[start Provided passage]

Ok, opening both original csv and saved Rds then doing all.equal() shows me that the basic read.csv() only has column types integer, and factor. The Rds also has: numeric, character, Date, and hms/difftime

So: close rstudio, open rstudio, readRdS(), object doesn't expand
Remove object, library(lubridate), readRDS(), object doesn't expand
Remove object, library(tidyverse), readRDS(), object doesn't expand
Remove object, library(dplyr), readRDS(), object doesn't expand
Delete Date column: works immediately.
Restart rstudio, no library(), readRDS(), delete date column, works.
Remove object, readRDS(), delete hms/difftime columns, still won't expand.

CULPRIT: 'Date' format columns prevent environment pane data from being expandable.

str(sharks)
$ Date                      : Date, format: "2006-05-15" "2006-05-15"
- attr(*, "spec")=List of 3
  ..$ cols   :List of 79
.. ..$ Date                      : list()
  .. .. ..- attr(*, "class")= chr  "collector_character" "collector"

However, this doesn't cause any problems:

tmp <- data.frame(a = c(1,2),
                  Date = c("2006-05-15","2006-05-14"))
tmp$Date <- as.Date(tmp$Date)
saveRDS(object = tmp, file = "tmp.Rds")
tmp <- readRDS("tmp.Rds")

So maybe it's not that it's a Date format column specifically but it's something about the data within it?

summary(sharks$Date)
        Min.      1st Qu.       Median         Mean      3rd Qu.         Max. 
"2006-05-15" "2009-03-31" "2012-05-29" "2012-07-29" "2015-09-22" "2018-11-08" 
class(sharks$Date)
[1] "Date"
View(sharks)
# all looks normal

So that's me stumped. For some odd reason a Date format column seems to be causing the expando to not work even though Date columns don't necessarily cause these problems.

datecol <- sharks$Date
othercol1 <- rep(NA, 1092)
othercol2 <- rep(NA, 1092)
tmpdf <- data.frame(othercol1 = othercol1,
                    othercol2 = othercol2,
                    Date = datecol)
tmpdf <- tmpdf[, -3] #date column

tmpdf has no expando untill the date column is deleted, again suggesting it's something about the data, despite it all looking fine.

And yet if I open the original csv and do:
sharks$Date <- as.Date(strptime(sharks$Date, format = "%m/%d/%Y"))

[end Provided passage]
[start Excerpted data]

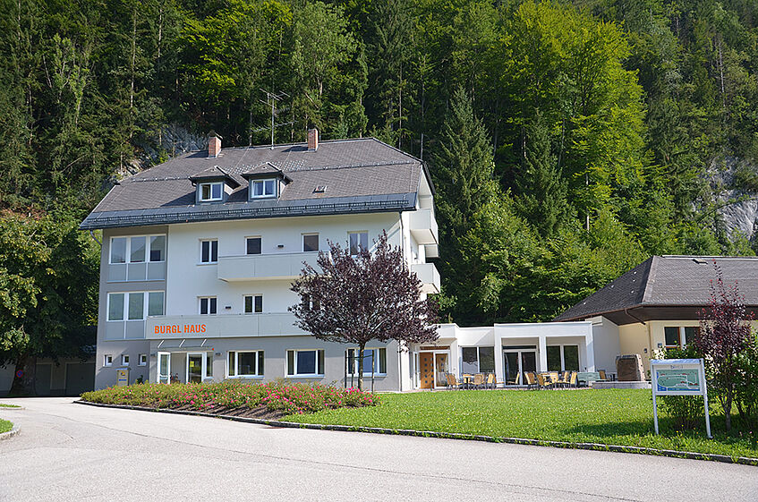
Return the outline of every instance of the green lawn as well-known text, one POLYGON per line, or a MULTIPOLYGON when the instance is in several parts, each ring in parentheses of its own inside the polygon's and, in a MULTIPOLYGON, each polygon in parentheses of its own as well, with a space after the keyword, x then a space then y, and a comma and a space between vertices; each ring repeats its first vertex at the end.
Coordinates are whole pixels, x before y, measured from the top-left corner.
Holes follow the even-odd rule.
POLYGON ((13 424, 6 420, 0 419, 0 434, 7 432, 13 428, 13 424))
POLYGON ((728 436, 722 432, 720 416, 711 416, 714 439, 705 438, 704 421, 702 430, 677 432, 667 417, 660 417, 661 435, 655 436, 650 390, 387 394, 379 406, 288 415, 282 420, 758 457, 758 447, 741 437, 739 430, 728 436))

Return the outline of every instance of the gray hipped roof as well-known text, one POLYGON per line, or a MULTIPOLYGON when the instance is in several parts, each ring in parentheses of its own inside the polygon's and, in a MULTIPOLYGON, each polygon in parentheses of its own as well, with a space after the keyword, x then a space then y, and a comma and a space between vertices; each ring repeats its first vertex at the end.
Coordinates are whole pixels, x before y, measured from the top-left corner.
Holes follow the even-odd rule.
POLYGON ((697 319, 696 311, 711 300, 711 284, 717 278, 714 262, 721 269, 725 285, 737 282, 745 305, 751 310, 758 308, 756 257, 653 256, 555 320, 600 315, 617 324, 652 319, 697 319), (677 318, 683 315, 688 317, 677 318))
POLYGON ((315 151, 299 143, 191 152, 120 182, 80 227, 411 210, 424 175, 431 185, 421 160, 373 138, 321 141, 315 151), (267 172, 290 183, 277 200, 251 200, 244 175, 267 172), (224 202, 196 204, 191 178, 217 174, 240 186, 224 202))

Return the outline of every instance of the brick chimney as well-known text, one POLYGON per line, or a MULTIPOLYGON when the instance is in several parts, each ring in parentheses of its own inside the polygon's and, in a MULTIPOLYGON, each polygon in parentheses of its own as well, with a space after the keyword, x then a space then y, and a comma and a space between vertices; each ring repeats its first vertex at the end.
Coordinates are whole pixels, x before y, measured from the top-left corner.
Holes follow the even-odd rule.
POLYGON ((319 130, 315 127, 308 130, 308 151, 319 149, 319 130))
POLYGON ((208 133, 208 157, 218 157, 221 153, 221 136, 212 131, 208 133))

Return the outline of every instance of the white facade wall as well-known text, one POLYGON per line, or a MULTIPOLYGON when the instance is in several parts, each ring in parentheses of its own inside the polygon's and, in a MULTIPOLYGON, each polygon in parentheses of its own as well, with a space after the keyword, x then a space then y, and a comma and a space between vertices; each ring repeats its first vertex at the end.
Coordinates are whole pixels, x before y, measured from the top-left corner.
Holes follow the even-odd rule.
MULTIPOLYGON (((424 246, 420 245, 411 232, 408 213, 387 212, 352 214, 323 217, 293 217, 268 219, 248 219, 171 225, 162 228, 149 228, 153 234, 166 235, 165 281, 136 282, 109 279, 109 244, 112 236, 140 235, 146 233, 141 228, 123 228, 104 233, 101 255, 100 323, 96 358, 96 387, 102 388, 115 384, 116 370, 123 368, 121 356, 130 356, 130 382, 140 377, 152 382, 158 379, 158 353, 171 353, 172 376, 179 381, 187 381, 187 353, 211 354, 212 379, 222 380, 229 377, 227 357, 229 351, 263 351, 265 354, 264 376, 260 381, 288 378, 286 376, 286 351, 302 349, 324 350, 325 371, 323 376, 289 378, 299 381, 343 385, 345 383, 345 351, 348 345, 326 343, 300 332, 291 325, 288 307, 299 301, 290 291, 292 280, 302 268, 303 256, 310 255, 315 262, 317 252, 302 252, 302 234, 319 234, 321 251, 328 249, 328 242, 341 246, 348 245, 348 233, 367 232, 370 246, 386 231, 392 246, 401 246, 409 265, 424 263, 424 246), (246 255, 246 238, 261 238, 261 254, 246 255), (257 257, 281 257, 285 263, 294 264, 291 277, 265 279, 240 279, 238 277, 222 277, 218 263, 201 263, 200 242, 217 240, 218 260, 239 257, 243 263, 257 257), (288 261, 287 261, 288 260, 288 261), (296 262, 296 263, 295 263, 296 262), (239 279, 239 280, 237 280, 239 279), (144 334, 139 339, 114 340, 113 333, 119 332, 120 323, 107 319, 107 294, 115 292, 165 291, 165 315, 148 318, 144 321, 144 334), (263 295, 263 312, 244 313, 245 295, 263 295), (200 297, 217 298, 217 314, 200 315, 200 297), (227 316, 225 319, 225 316, 227 316), (260 316, 256 319, 254 316, 260 316), (289 317, 287 317, 289 316, 289 317), (270 322, 266 319, 288 319, 277 333, 267 332, 270 322), (249 328, 253 319, 260 320, 258 330, 249 328), (234 321, 231 325, 229 321, 234 321), (183 325, 184 322, 203 323, 208 328, 204 333, 181 333, 162 336, 155 333, 158 324, 183 325), (234 326, 234 332, 219 328, 234 326), (286 326, 290 328, 287 328, 286 326), (115 329, 114 329, 114 327, 115 329), (242 329, 242 331, 240 331, 242 329), (238 332, 240 331, 240 332, 238 332), (254 332, 253 332, 254 331, 254 332), (212 333, 211 333, 212 332, 212 333), (245 335, 249 333, 249 335, 245 335), (108 335, 109 334, 109 335, 108 335), (273 336, 272 336, 273 335, 273 336), (148 364, 138 366, 139 355, 149 354, 148 364), (113 356, 113 365, 106 367, 106 355, 113 356)), ((435 228, 436 233, 436 228, 435 228)), ((267 258, 268 260, 268 258, 267 258)), ((234 260, 231 269, 237 266, 234 260)), ((226 269, 228 271, 229 267, 226 269)), ((270 275, 277 276, 281 269, 270 275)), ((234 276, 234 274, 232 274, 234 276)), ((258 275, 260 275, 259 273, 258 275)), ((264 273, 264 276, 266 274, 264 273)), ((268 277, 268 276, 267 276, 268 277)), ((256 325, 258 326, 258 325, 256 325)), ((367 348, 384 347, 387 351, 387 372, 375 375, 376 390, 407 390, 411 388, 413 368, 408 352, 398 350, 396 343, 370 343, 367 348)), ((366 376, 366 386, 370 379, 366 376)), ((357 383, 348 378, 348 384, 357 383)))
MULTIPOLYGON (((392 245, 401 244, 397 213, 172 225, 168 232, 166 314, 198 314, 200 296, 217 298, 217 315, 243 313, 246 294, 263 294, 264 312, 286 312, 287 307, 297 302, 297 295, 289 291, 287 279, 219 280, 217 264, 200 263, 201 240, 217 239, 221 259, 244 256, 245 238, 250 236, 261 237, 261 254, 289 254, 302 251, 303 234, 319 234, 319 248, 328 250, 328 241, 345 247, 348 232, 367 231, 371 244, 382 230, 387 230, 392 245)), ((407 234, 408 241, 413 242, 407 234)))

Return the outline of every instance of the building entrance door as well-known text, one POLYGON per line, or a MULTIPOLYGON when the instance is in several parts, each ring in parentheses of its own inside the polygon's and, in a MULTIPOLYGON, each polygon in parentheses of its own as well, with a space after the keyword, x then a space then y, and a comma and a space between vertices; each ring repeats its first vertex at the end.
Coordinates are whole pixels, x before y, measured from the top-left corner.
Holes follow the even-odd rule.
POLYGON ((171 353, 158 353, 158 383, 167 384, 171 381, 171 353))
POLYGON ((435 387, 447 385, 447 354, 434 354, 434 381, 435 387))
POLYGON ((430 352, 419 354, 419 379, 421 388, 434 387, 434 354, 430 352))
POLYGON ((503 351, 506 383, 524 385, 524 373, 537 370, 537 351, 535 349, 509 349, 503 351))
POLYGON ((201 353, 187 354, 187 383, 202 383, 202 357, 201 353))

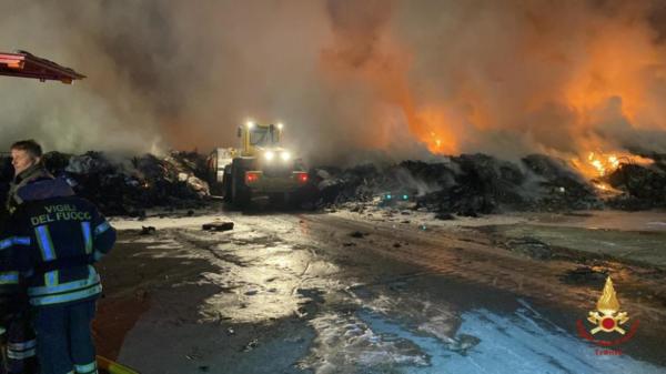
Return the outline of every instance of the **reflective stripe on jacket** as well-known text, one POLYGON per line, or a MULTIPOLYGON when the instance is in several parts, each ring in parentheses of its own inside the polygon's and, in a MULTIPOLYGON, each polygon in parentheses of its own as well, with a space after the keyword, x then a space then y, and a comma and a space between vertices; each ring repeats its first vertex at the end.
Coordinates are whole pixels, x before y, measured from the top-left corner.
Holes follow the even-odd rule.
POLYGON ((24 202, 11 219, 17 270, 27 277, 28 296, 34 306, 97 297, 102 286, 92 263, 115 242, 115 230, 94 205, 58 183, 63 182, 39 181, 24 186, 24 202), (44 199, 44 191, 54 195, 44 199))

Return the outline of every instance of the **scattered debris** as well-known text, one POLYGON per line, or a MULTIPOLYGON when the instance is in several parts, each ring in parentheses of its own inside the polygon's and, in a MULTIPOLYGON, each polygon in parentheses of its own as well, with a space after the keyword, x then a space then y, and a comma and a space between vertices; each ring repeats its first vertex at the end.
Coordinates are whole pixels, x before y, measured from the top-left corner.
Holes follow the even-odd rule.
POLYGON ((602 266, 578 266, 562 276, 565 283, 603 285, 608 276, 608 270, 602 266))
POLYGON ((211 222, 201 225, 204 231, 230 231, 233 230, 233 222, 211 222))
POLYGON ((141 235, 154 234, 157 229, 154 226, 141 226, 141 235))
POLYGON ((506 247, 516 253, 537 260, 549 260, 553 256, 551 246, 534 237, 512 239, 505 243, 506 247))
POLYGON ((354 231, 350 234, 350 236, 352 237, 356 237, 356 239, 363 239, 367 235, 367 233, 361 232, 361 231, 354 231))
POLYGON ((258 346, 259 346, 259 341, 256 338, 253 338, 248 344, 245 344, 245 346, 243 347, 243 352, 250 352, 250 351, 256 348, 258 346))

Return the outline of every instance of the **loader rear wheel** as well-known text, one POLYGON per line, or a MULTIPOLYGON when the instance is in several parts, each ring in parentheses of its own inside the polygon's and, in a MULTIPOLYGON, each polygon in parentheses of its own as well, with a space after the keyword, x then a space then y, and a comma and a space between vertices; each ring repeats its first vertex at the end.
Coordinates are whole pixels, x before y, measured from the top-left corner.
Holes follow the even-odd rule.
POLYGON ((238 209, 243 209, 250 204, 251 199, 252 191, 245 185, 245 170, 234 168, 231 181, 231 203, 238 209))
POLYGON ((222 192, 224 193, 224 202, 231 203, 232 201, 232 176, 231 173, 224 173, 224 179, 222 180, 222 192))

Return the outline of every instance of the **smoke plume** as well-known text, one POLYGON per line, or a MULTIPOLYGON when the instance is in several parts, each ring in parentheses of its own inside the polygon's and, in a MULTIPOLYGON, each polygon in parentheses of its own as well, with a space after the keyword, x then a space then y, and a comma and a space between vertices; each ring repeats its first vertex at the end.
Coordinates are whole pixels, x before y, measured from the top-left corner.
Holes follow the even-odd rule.
POLYGON ((657 0, 0 2, 0 50, 88 79, 0 78, 0 146, 209 151, 248 118, 313 162, 666 152, 657 0))

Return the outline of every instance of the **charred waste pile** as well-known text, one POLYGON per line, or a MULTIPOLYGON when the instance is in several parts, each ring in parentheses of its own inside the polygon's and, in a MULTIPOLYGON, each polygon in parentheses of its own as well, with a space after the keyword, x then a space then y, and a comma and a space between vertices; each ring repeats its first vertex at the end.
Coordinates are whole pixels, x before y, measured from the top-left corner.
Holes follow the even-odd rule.
POLYGON ((386 195, 404 196, 415 202, 413 208, 443 219, 507 211, 666 208, 666 158, 653 159, 653 165, 624 163, 593 180, 543 154, 514 163, 480 153, 437 163, 404 161, 382 170, 370 164, 319 168, 312 180, 323 205, 362 210, 386 195))
MULTIPOLYGON (((477 153, 442 158, 440 162, 313 168, 302 208, 357 211, 382 204, 386 195, 404 196, 410 208, 435 212, 442 219, 507 211, 666 208, 666 156, 650 158, 650 165, 622 163, 592 180, 569 163, 543 154, 518 162, 477 153)), ((11 163, 8 155, 0 160, 6 189, 11 163)), ((131 159, 101 152, 50 152, 44 164, 108 215, 141 216, 145 209, 155 206, 201 208, 210 196, 205 158, 196 152, 131 159)))

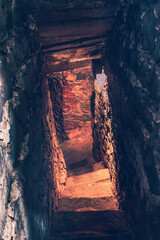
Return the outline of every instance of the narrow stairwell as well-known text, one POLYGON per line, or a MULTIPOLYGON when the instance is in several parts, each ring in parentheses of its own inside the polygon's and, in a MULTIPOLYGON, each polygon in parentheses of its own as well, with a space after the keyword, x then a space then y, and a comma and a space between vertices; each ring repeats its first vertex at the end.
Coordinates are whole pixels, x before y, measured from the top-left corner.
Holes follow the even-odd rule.
MULTIPOLYGON (((80 53, 76 50, 77 59, 80 53)), ((69 51, 55 52, 53 56, 59 62, 64 57, 72 60, 69 51)), ((50 239, 131 240, 125 214, 119 210, 112 191, 109 171, 93 156, 95 79, 92 62, 82 67, 79 63, 83 61, 70 70, 60 66, 50 75, 56 131, 68 176, 52 215, 50 239), (61 115, 56 109, 61 110, 61 115)))
POLYGON ((108 169, 92 163, 69 171, 53 215, 54 239, 131 240, 127 222, 112 192, 108 169), (83 174, 84 171, 84 174, 83 174), (78 174, 81 172, 82 174, 78 174))

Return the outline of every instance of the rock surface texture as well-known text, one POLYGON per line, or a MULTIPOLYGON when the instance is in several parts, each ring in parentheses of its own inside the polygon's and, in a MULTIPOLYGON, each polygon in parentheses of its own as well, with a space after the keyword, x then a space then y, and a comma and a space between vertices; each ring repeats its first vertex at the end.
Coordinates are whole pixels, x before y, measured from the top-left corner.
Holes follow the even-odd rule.
POLYGON ((0 239, 160 240, 159 63, 158 0, 0 0, 0 239))
POLYGON ((159 1, 124 1, 105 69, 121 196, 135 239, 147 240, 160 239, 159 9, 159 1))

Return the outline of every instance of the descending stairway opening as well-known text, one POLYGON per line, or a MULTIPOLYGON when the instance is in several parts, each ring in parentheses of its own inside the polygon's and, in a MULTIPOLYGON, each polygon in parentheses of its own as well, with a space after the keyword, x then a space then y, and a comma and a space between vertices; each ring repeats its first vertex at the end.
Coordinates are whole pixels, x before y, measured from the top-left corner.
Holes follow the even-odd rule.
MULTIPOLYGON (((56 134, 67 171, 52 213, 51 239, 130 239, 97 134, 100 113, 108 101, 103 63, 92 59, 83 64, 86 60, 76 59, 81 51, 74 59, 72 54, 70 50, 52 53, 59 67, 48 74, 56 134), (64 57, 75 61, 73 69, 65 69, 64 57)), ((103 125, 101 130, 105 131, 103 125)))
POLYGON ((131 239, 117 197, 112 113, 102 71, 118 4, 33 4, 46 73, 50 239, 131 239))

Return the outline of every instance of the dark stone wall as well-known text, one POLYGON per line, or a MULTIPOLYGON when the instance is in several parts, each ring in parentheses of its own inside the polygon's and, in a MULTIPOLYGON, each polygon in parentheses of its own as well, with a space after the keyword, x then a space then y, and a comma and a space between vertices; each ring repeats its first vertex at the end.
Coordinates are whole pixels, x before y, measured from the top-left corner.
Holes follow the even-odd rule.
POLYGON ((42 56, 25 1, 0 1, 0 238, 45 239, 42 56))
POLYGON ((105 60, 122 207, 146 240, 160 239, 159 28, 159 1, 124 1, 105 60))

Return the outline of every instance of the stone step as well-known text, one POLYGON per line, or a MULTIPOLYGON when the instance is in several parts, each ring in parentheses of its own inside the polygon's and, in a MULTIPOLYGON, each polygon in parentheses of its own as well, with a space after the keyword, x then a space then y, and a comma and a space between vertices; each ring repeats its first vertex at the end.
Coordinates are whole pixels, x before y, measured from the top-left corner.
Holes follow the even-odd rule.
POLYGON ((95 235, 95 233, 118 234, 127 231, 124 213, 115 210, 55 212, 52 223, 53 232, 57 236, 62 236, 62 233, 67 236, 73 232, 87 236, 88 232, 95 235))
POLYGON ((69 198, 97 198, 97 197, 111 197, 113 196, 112 192, 112 183, 111 182, 100 182, 95 184, 86 184, 86 185, 74 185, 74 186, 65 186, 61 197, 69 198))
POLYGON ((49 240, 133 240, 132 235, 130 233, 121 233, 121 234, 112 234, 105 236, 81 236, 81 237, 54 237, 49 240))
POLYGON ((110 181, 110 175, 107 168, 100 169, 94 172, 82 174, 79 176, 68 177, 66 180, 66 186, 93 184, 99 181, 110 181))
POLYGON ((115 197, 99 198, 60 198, 58 211, 105 211, 118 210, 118 202, 115 197))

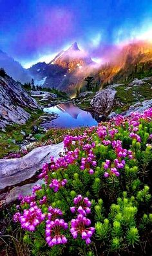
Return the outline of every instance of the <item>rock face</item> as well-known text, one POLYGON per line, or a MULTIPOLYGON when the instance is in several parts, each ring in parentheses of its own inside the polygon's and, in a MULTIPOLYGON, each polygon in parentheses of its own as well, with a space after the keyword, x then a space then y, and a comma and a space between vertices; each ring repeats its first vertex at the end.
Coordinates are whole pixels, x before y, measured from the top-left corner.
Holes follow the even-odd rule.
POLYGON ((0 190, 31 178, 51 156, 57 157, 63 152, 63 143, 33 149, 21 158, 0 159, 0 190))
POLYGON ((46 98, 52 98, 56 99, 57 95, 55 93, 50 93, 49 91, 31 91, 32 96, 36 96, 39 97, 45 97, 46 98))
POLYGON ((85 98, 86 97, 90 96, 91 94, 93 94, 92 91, 84 91, 79 95, 79 98, 85 98))
POLYGON ((28 194, 34 185, 44 183, 42 180, 34 183, 31 180, 44 163, 50 161, 51 156, 57 159, 63 152, 61 143, 37 148, 19 159, 0 159, 0 207, 15 200, 19 194, 28 194))
POLYGON ((41 108, 19 83, 8 76, 0 76, 0 128, 11 123, 24 124, 30 114, 24 108, 41 108))
POLYGON ((92 109, 98 113, 108 115, 113 107, 115 94, 116 91, 111 89, 99 91, 90 102, 92 109))

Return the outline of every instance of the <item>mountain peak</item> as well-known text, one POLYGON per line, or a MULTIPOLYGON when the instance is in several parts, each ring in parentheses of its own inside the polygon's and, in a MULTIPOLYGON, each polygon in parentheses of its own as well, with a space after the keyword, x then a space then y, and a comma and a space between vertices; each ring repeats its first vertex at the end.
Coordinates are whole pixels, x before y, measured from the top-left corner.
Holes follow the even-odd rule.
POLYGON ((71 46, 70 46, 70 47, 68 50, 80 51, 77 43, 76 41, 72 43, 71 46))

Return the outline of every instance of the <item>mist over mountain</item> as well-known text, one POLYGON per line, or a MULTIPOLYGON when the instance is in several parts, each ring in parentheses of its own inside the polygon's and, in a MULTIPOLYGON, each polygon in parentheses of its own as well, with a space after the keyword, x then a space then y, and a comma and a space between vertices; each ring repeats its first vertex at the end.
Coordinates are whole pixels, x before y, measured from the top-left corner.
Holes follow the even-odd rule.
POLYGON ((53 87, 75 92, 84 80, 86 69, 94 64, 91 57, 81 51, 75 42, 66 51, 60 52, 49 64, 38 63, 28 69, 36 80, 44 81, 43 87, 53 87))
POLYGON ((26 69, 13 58, 0 50, 0 68, 5 69, 7 74, 16 81, 22 83, 30 82, 32 77, 26 69))
MULTIPOLYGON (((102 52, 100 55, 102 56, 102 52)), ((93 76, 102 87, 105 83, 120 82, 131 75, 131 78, 134 75, 138 76, 138 72, 150 74, 152 43, 135 41, 119 49, 109 48, 105 60, 108 60, 100 65, 93 62, 89 54, 81 51, 75 42, 66 51, 61 51, 49 64, 37 63, 28 71, 36 80, 42 81, 43 87, 53 87, 70 94, 84 86, 86 76, 93 76)))

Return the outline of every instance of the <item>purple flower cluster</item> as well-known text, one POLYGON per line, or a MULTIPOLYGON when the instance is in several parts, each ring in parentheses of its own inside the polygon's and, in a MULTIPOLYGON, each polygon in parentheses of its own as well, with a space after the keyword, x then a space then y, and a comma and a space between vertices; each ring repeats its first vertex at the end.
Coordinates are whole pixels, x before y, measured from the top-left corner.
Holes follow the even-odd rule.
POLYGON ((67 243, 68 240, 62 234, 62 230, 67 229, 68 227, 68 223, 66 223, 63 219, 56 218, 54 221, 47 220, 45 235, 48 246, 52 247, 57 244, 67 243))
POLYGON ((97 128, 97 133, 101 139, 105 139, 107 135, 107 128, 104 126, 99 126, 97 128))
POLYGON ((133 159, 133 152, 131 150, 127 150, 122 147, 121 141, 113 141, 111 143, 112 147, 115 149, 117 158, 114 159, 113 163, 110 160, 106 159, 104 164, 104 169, 106 170, 109 170, 109 172, 106 171, 104 174, 105 178, 108 178, 110 174, 115 174, 116 176, 120 176, 120 172, 118 169, 122 169, 124 168, 126 161, 124 157, 128 157, 129 159, 133 159))
POLYGON ((44 220, 46 215, 37 206, 31 207, 29 209, 24 210, 23 214, 16 213, 14 216, 15 222, 19 222, 23 229, 29 231, 34 231, 35 227, 44 220))
POLYGON ((131 132, 129 134, 129 137, 131 139, 135 139, 138 142, 141 142, 141 138, 138 134, 136 134, 133 132, 131 132))
POLYGON ((86 244, 90 244, 90 238, 95 233, 95 227, 88 227, 90 225, 91 220, 81 214, 79 215, 76 219, 72 219, 70 232, 73 238, 77 239, 79 234, 82 239, 85 240, 86 244))
POLYGON ((97 162, 95 161, 95 156, 94 155, 92 150, 90 149, 89 144, 84 145, 84 146, 85 146, 87 147, 88 156, 86 157, 81 158, 81 170, 82 170, 84 169, 88 169, 89 170, 90 174, 93 174, 94 173, 93 168, 97 165, 97 162))
POLYGON ((53 208, 52 206, 48 207, 48 218, 49 220, 55 220, 57 216, 62 216, 62 212, 59 208, 53 208))
POLYGON ((86 216, 91 213, 91 203, 87 197, 83 198, 81 194, 79 194, 73 199, 73 203, 76 206, 70 207, 72 213, 77 212, 83 216, 86 216))
POLYGON ((66 179, 64 179, 62 181, 59 181, 57 179, 52 179, 49 187, 50 189, 53 189, 54 192, 56 192, 59 191, 61 187, 64 187, 67 182, 67 180, 66 179))
POLYGON ((24 204, 25 203, 30 204, 32 202, 33 202, 35 200, 35 195, 32 194, 32 196, 23 196, 22 195, 19 195, 18 199, 21 201, 21 204, 24 204))
POLYGON ((77 213, 78 215, 75 219, 71 221, 70 232, 74 239, 80 234, 82 239, 85 240, 88 244, 91 242, 90 238, 95 232, 94 227, 87 227, 91 225, 91 220, 86 217, 91 212, 91 203, 87 197, 83 198, 81 194, 73 199, 73 203, 76 206, 71 207, 70 210, 73 213, 77 213))
POLYGON ((32 194, 35 194, 36 191, 42 189, 42 186, 41 185, 37 184, 32 189, 32 194))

[end Excerpted data]

> _Stated exercise_
In the forum post, why does the writer suspect that the problem comes from the data inside the Date column and not from the Date format itself?

> _Completed task_
A small test data frame with a Date column made with as.Date(), saved with saveRDS() and read back with readRDS() caused no problems. A new data frame built from the sharks Date column still had no expando until that column was deleted.